### WRITTEN INSTRUCTION:
Rewrite the following lines as a Markdown table with two columns, Row and Line, giving each nonblank line its own numbered row and omitting blank lines.

### STORED RECORDS:
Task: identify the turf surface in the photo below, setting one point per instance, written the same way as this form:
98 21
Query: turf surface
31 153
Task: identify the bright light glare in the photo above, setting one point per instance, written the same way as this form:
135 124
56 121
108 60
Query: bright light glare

### OUTPUT OF THE TASK:
| Row | Line |
|---|---|
| 1 | Task: identify the turf surface in the photo below, setting one point per instance, written the same way as this form: |
| 2 | 98 21 |
| 3 | Query: turf surface |
| 4 | 31 153 |
| 5 | Task: identify the bright light glare in the photo above, setting one point per instance, written the same way as this form: |
| 6 | 135 124 |
| 7 | 56 121 |
| 8 | 108 60 |
| 9 | Query: bright light glare |